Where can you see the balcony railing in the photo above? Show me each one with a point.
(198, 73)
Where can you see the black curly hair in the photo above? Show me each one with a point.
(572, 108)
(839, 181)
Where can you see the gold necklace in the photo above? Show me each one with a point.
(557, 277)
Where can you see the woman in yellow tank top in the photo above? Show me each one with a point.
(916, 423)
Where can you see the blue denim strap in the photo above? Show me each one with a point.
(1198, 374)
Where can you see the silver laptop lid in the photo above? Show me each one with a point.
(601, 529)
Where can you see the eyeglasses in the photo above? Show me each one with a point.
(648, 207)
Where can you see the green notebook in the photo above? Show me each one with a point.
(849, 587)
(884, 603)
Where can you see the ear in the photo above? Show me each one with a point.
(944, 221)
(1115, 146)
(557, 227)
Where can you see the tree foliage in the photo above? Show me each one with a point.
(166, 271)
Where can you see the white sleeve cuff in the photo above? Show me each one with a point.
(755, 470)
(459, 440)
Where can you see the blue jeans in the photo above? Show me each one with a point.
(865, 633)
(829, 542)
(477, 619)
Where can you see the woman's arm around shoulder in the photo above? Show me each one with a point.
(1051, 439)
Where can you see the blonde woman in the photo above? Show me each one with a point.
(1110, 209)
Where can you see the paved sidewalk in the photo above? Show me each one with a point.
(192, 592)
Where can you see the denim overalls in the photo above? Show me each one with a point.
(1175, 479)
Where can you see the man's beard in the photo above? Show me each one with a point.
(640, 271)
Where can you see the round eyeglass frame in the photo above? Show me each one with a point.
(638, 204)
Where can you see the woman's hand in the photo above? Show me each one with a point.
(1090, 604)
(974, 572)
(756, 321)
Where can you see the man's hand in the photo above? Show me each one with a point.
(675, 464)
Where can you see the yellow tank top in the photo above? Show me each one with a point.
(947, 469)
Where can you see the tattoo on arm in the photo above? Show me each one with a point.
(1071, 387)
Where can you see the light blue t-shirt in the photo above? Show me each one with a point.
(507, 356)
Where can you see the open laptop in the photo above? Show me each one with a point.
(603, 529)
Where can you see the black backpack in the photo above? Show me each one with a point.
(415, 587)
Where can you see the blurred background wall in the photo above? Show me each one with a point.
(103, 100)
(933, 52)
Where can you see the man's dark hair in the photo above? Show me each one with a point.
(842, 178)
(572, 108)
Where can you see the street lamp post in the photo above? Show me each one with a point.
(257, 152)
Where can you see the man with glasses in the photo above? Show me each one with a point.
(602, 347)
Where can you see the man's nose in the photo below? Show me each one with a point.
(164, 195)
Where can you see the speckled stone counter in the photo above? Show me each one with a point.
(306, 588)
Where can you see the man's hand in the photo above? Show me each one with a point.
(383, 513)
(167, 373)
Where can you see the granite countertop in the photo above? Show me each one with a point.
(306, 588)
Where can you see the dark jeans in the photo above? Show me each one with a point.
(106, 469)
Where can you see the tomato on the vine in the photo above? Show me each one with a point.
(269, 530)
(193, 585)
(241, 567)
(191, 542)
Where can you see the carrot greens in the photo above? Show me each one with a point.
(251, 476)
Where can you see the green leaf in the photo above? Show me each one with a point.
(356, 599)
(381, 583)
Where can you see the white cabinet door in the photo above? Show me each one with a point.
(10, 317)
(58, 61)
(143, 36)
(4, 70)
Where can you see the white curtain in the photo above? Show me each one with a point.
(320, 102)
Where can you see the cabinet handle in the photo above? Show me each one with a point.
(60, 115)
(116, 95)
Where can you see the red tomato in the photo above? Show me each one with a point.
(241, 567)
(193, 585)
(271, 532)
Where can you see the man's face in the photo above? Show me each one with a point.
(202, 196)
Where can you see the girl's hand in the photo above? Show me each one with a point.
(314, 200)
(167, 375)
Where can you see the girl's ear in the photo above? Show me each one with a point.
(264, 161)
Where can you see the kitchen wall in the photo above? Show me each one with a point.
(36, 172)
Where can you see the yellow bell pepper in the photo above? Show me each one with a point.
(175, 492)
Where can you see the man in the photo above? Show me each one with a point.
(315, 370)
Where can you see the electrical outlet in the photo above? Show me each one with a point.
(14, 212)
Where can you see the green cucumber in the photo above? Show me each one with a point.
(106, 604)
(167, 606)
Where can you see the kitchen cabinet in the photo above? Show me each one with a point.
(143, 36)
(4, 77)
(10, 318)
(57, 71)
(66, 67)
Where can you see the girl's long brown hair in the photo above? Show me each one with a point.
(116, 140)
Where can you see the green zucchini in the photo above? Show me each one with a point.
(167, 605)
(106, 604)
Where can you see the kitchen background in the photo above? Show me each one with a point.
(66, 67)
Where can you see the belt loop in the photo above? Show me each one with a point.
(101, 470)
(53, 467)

■ **WORK TO COMPLETE**
Swap "Show me each one" for "Mark each one" in every one of the records above. Give all of their lines again, with nothing else changed.

■ **FULL ANSWER**
Where can you see the balcony railing in the photo above? Mark each one with a point.
(198, 73)
Where can you see the black curly hair in the photo above? Mark each one with a point.
(572, 108)
(839, 181)
Where can you see the gold necklace in the photo above? Mark each one with a point.
(557, 277)
Where can you see the woman in yellow tank top in the photo above? Mark each one with a point.
(916, 423)
Where can you see the blue denim strap in the photo above? Mark each one with a point.
(1198, 374)
Where can you see the silver laptop lid in the photo above? Mark each one with a point.
(601, 529)
Where can you see the eyeglasses in the photo above? Mark each one with a point.
(648, 207)
Where can you see the green notebook in the photo above? Mark each one with a point.
(849, 587)
(884, 603)
Where can you see the ear in the photo above? Mark each one with a point.
(944, 221)
(1115, 146)
(557, 227)
Where can you see the tree foliage in the photo above? Mark each one with a point.
(166, 271)
Where can you see the white sleeve cuff in the photo above? Mark each one with a point.
(755, 470)
(459, 440)
Where can you see the blue jeans in the photo above? Mark each one with a point.
(865, 633)
(829, 542)
(477, 619)
Where can you see the woman's arm around shoulder in the photo above? Mark each one with a point.
(1051, 439)
Where can you see the blonde woman in the photo above? Mark each one with a point.
(1110, 209)
Where can you see the paved sidewalk in the photo above? Mark each one with a point.
(192, 592)
Where can you see the denim overalls in the photo above? Mark each one with a point.
(1175, 479)
Where can you see the man's beard in the photo above? Mark each one with a point.
(640, 271)
Where can you see the round eyeglass frame in the photo above? Mark each one with a point.
(638, 204)
Where can you see the woman's hand in the photo above? Mark each one with a point.
(1090, 604)
(974, 572)
(756, 321)
Where can you see the man's hand in the photo above? Mark each one with a point.
(675, 464)
Where can you see the yellow tank top in the photo above? Mark each one with a point.
(947, 469)
Where can you see the tattoo on arm in the photo above? Mark each one with a point.
(1071, 387)
Where can you see the light blue t-shirt in the photo above? Mark each one with a point.
(507, 356)
Where can you see the open laptop in the photo above? Mark each one with a point.
(603, 529)
Where can you see the black backpack in the photo above? Mark each one with a point.
(415, 587)
Where can you see the blurred background wall in the photo above? Mark each one with a point.
(103, 100)
(933, 52)
Where can you see the man's dark hair in the photo above? Mark each one with a point.
(842, 178)
(572, 108)
Where can you see the street lamp post in the photo above? Mark each one with a point.
(257, 152)
Where can you see the man with glasses in the photo above? Mark each one with a point.
(602, 347)
Where can you see the man's nose in the photo below? Mark each one with a point.
(164, 195)
Where can you see the speckled stone counter in the photo above? Mark each one with a point.
(306, 588)
Where can you see the man's hand in the photo above? Mark each one with a point.
(383, 513)
(167, 373)
Where can you see the granite countertop in the photo above? Mark each one with a point.
(306, 588)
Where can you see the dark jeans in the photo above? Mark each one with a point.
(106, 469)
Where can you see the tomato on the vine in the photo above? Mark each one with a point.
(269, 530)
(193, 585)
(241, 567)
(191, 542)
Where can you see the carrot greens in the photo above? Mark each one with a point.
(251, 476)
Where can you see the green leaf in the photo above? Mark each one with a point.
(356, 599)
(381, 583)
Where can you see the white cabinet door in the photo above? Mark each one with a point.
(10, 317)
(58, 61)
(143, 36)
(4, 70)
Where can you see the white curtain in the photo above? Mark each one with a point.
(320, 102)
Where can you see the cabinet handle in the photo above? Mark each one with a point.
(60, 115)
(116, 95)
Where can you see the red tomato in the photo above? Mark each one with a point.
(241, 567)
(193, 585)
(271, 532)
Where can you see the man's face in the photo above? Mark each one with a point.
(202, 196)
Where can you see the girl's hand in the photo above? Mark each one with a point.
(314, 200)
(167, 375)
Where can you see the girl's ear in the photo above? Mark each one with a point.
(264, 161)
Where can you see the kitchen wall in the photo above? Mark each one with a point.
(36, 172)
Where can you see the yellow bell pepper in the photo above? Mark each one with a point.
(175, 492)
Where can you see the man in the photo above? Mark each one with a point.
(315, 370)
Where can you see the electrical outlet in the photo above? Mark each one with a point.
(14, 212)
Where can you see the green cucumber in the photo above? Mark each one with a point.
(106, 604)
(167, 606)
Where can you see the kitchen cabinet in the photo above? Mark each one with a point.
(143, 36)
(4, 77)
(10, 318)
(57, 71)
(66, 67)
Where can you see the girl's long brown hair in the photo above? Mark each one with a point.
(116, 140)
Where can you see the green zucchini in the photo above? Mark each one with a point.
(167, 605)
(106, 604)
Where can you see the kitchen background in the photo above? Mark each one with a point.
(66, 67)
Where can you see the belt loop in the photo above? Mark each one with a point.
(101, 470)
(53, 467)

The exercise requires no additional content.